Ziel 1. Wandle in den Einträgen die Zeilen von der Zeile mit „point: small rock“ bis zur Zeile mit „column 897, row 728“, beide eingeschlossen, in eine Markdown-Tabelle mit den Spalten „Nr“ für die Zeilennummer und „Inhalt“ für die Zeile um. Leerzeilen lässt du dabei weg.

== Vorliegender Auszug ==

Kasachstan in Zentralasien. Ein Besuch im größten Binnenland der Welt zeigt spektakuläre Landschaften und eigenwillige Kultur.

Lässt an die Sahara denken: die „singende Düne“ in Kasachstan.
Lässt an die Sahara denken: die „singende Düne“ in Kasachstan.
Georgij freut sich über den Zuverdienst als Guide.
Georgij freut sich über den Zuverdienst als Guide.
Geländegängig und unverwüstlich: der UAZ Buchanka.
Geländegängig und unverwüstlich: der UAZ Buchanka.
Die Berge von Aktau im Nationalpark Altyn-Emel.
Die Berge von Aktau im Nationalpark Altyn-Emel.
Der nationale Naturpark um den Kaindysee lädt zum Wandern ein.
Der nationale Naturpark um den Kaindysee lädt zum Wandern ein.
Naturschauspiel und Ausflugsziel: der versunkene Wald.
Naturschauspiel und Ausflugsziel: der versunkene Wald.
Traditionell gekleidete Kasachinnen laden zur Verkostung.
Traditionell gekleidete Kasachinnen laden zur Verkostung.
In den typischen Jurten...
In den typischen Jurten...
...wird so manches Festmahl serviert.
...wird so manches Festmahl serviert.

Schnaubend gräbt er sich in den Schotterweg, holpert nach oben, findet in einen Takt, der mehr von den Schlaglöchern bestimmt ist als von ihm selbst. Die Köpfe seiner Insassen wippen, der Staub wirbelt empor, der Auspuff spuckt eine beeindruckende Dieselwolke aus. Obwohl der UAZ Buchanka, der sowjetische Cousin des VW-Bulli, scheinbar nur vom Rost zusammengehalten wird, kämpft er sich resolut nach oben, hinauf zum Kaindysee im südöstlichen Kasachstan.

===
== Bereitgestelltes Material ==

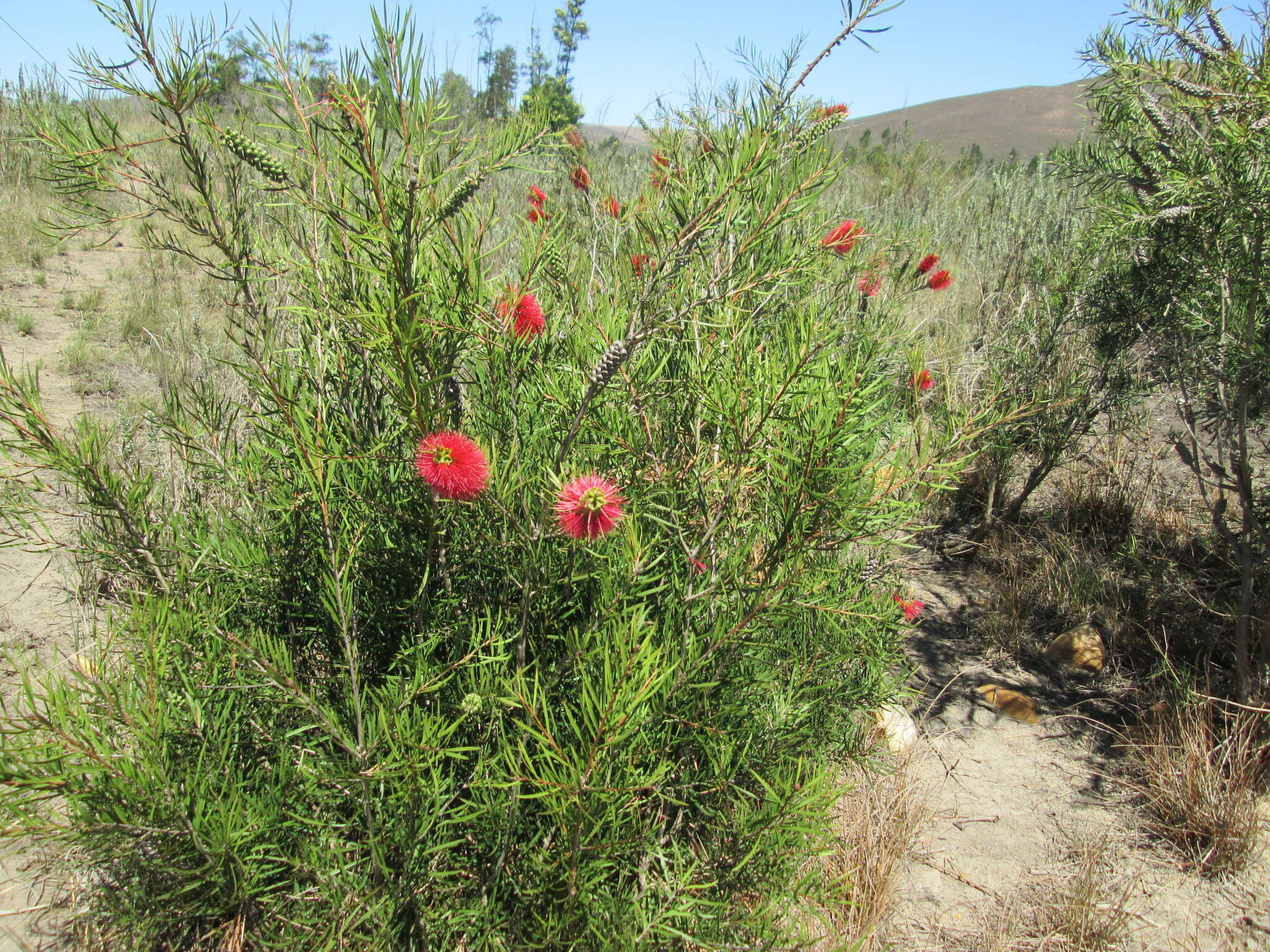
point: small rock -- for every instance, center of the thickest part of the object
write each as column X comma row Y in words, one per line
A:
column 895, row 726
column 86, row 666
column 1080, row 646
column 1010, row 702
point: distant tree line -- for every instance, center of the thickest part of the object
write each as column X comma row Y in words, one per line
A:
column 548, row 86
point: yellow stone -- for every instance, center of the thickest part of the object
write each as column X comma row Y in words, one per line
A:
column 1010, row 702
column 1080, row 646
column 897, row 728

===
== Bereitgestelltes Material ==

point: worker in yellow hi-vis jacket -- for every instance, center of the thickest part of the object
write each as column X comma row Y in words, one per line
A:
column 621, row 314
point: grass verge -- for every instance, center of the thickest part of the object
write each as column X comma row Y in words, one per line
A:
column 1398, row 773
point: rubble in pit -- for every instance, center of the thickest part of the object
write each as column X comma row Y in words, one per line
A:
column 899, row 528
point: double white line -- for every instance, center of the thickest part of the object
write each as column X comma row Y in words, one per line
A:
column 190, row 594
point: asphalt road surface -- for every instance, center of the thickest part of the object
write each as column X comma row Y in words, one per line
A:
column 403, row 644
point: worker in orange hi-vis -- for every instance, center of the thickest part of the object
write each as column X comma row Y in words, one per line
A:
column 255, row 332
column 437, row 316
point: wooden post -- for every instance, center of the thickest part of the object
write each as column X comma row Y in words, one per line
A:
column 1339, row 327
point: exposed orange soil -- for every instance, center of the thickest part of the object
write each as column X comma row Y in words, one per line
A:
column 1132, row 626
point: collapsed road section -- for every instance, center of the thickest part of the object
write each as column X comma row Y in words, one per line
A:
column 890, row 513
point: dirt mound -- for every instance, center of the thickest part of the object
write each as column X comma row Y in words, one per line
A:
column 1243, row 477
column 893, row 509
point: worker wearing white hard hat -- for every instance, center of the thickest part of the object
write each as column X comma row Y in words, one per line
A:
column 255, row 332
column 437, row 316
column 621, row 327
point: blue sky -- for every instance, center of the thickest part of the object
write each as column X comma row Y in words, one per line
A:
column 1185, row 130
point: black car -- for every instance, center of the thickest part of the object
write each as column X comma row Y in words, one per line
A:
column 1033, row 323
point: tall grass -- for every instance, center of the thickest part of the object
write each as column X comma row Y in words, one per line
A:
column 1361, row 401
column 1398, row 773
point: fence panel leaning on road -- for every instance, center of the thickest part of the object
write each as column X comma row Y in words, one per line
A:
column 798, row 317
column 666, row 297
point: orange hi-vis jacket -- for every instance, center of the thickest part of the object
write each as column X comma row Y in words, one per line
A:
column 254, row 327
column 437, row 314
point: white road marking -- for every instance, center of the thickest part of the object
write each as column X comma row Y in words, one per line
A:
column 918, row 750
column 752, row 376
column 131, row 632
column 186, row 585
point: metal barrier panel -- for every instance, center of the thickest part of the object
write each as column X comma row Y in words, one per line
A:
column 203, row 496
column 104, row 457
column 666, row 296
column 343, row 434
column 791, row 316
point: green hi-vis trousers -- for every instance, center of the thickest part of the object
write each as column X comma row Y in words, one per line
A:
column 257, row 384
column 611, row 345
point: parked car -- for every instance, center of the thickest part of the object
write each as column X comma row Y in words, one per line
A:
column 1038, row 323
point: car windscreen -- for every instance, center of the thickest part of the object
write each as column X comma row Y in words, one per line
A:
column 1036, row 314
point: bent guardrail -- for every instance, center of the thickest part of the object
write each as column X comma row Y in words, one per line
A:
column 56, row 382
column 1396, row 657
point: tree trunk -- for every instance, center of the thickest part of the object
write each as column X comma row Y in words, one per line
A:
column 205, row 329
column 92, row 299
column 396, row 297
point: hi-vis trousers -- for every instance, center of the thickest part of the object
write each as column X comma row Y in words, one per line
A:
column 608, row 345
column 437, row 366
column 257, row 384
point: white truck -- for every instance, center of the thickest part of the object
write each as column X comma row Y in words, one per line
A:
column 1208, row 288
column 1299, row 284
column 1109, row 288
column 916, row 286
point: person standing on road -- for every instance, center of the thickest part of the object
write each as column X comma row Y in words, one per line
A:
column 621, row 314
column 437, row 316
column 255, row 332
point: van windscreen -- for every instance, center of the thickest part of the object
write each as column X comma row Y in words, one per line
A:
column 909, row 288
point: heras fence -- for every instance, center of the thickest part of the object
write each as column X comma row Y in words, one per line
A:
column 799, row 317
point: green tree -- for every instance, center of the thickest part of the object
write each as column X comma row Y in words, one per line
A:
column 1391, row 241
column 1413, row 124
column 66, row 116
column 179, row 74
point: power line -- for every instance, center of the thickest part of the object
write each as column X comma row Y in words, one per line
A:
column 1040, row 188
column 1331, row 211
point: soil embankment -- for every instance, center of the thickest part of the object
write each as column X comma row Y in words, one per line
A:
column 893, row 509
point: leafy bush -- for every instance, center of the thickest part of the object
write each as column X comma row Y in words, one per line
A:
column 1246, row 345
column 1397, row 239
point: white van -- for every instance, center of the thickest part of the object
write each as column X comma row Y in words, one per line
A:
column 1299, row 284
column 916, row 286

===
== Bereitgestelltes Material ==

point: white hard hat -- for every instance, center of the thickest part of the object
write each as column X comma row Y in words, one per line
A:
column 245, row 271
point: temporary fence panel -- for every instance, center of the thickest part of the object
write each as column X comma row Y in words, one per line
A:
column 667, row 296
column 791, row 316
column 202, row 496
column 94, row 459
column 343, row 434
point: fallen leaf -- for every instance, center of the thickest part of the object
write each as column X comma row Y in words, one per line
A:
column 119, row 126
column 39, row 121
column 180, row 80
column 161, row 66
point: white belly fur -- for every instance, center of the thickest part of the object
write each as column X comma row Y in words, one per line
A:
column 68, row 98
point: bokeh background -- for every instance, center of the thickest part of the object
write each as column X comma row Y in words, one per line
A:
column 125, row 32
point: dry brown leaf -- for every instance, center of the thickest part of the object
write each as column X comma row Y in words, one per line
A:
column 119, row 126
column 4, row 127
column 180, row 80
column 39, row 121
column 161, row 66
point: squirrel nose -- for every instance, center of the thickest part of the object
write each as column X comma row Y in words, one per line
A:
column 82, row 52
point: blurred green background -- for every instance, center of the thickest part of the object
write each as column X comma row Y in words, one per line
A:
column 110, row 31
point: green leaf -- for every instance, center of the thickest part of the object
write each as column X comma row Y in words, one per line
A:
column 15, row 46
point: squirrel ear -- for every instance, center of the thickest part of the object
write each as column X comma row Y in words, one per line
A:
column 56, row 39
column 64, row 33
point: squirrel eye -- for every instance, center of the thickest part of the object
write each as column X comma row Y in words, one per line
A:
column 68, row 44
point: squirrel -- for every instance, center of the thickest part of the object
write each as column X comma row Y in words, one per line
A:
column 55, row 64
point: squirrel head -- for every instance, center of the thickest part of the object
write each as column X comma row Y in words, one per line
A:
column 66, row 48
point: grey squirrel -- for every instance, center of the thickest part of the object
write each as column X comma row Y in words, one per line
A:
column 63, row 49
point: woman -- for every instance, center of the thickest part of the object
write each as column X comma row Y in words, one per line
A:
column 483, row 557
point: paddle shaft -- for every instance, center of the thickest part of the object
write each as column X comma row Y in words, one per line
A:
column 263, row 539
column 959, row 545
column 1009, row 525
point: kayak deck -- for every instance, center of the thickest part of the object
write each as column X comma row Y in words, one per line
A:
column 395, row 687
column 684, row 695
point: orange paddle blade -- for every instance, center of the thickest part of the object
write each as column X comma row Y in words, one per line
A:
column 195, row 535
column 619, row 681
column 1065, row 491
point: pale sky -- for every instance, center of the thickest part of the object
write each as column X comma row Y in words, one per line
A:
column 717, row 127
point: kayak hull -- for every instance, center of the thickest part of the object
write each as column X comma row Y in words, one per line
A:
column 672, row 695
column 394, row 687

===

Ziel 2. Wohin kämpft sich der UAZ Buchanka laut dem Auszug über Kasachstan hinauf?

Übungsergebnis 1.
| Nr | Inhalt |
|---|---|
| 1 | point: small rock -- for every instance, center of the thickest part of the object |
| 2 | write each as column X comma row Y in words, one per line |
| 3 | A: |
| 4 | column 895, row 726 |
| 5 | column 86, row 666 |
| 6 | column 1080, row 646 |
| 7 | column 1010, row 702 |
| 8 | point: distant tree line -- for every instance, center of the thickest part of the object |
| 9 | write each as column X comma row Y in words, one per line |
| 10 | A: |
| 11 | column 548, row 86 |
| 12 | point: yellow stone -- for every instance, center of the thickest part of the object |
| 13 | write each as column X comma row Y in words, one per line |
| 14 | A: |
| 15 | column 1010, row 702 |
| 16 | column 1080, row 646 |
| 17 | column 897, row 728 |

Übungsergebnis 2. Hinauf zum Kaindysee im südöstlichen Kasachstan.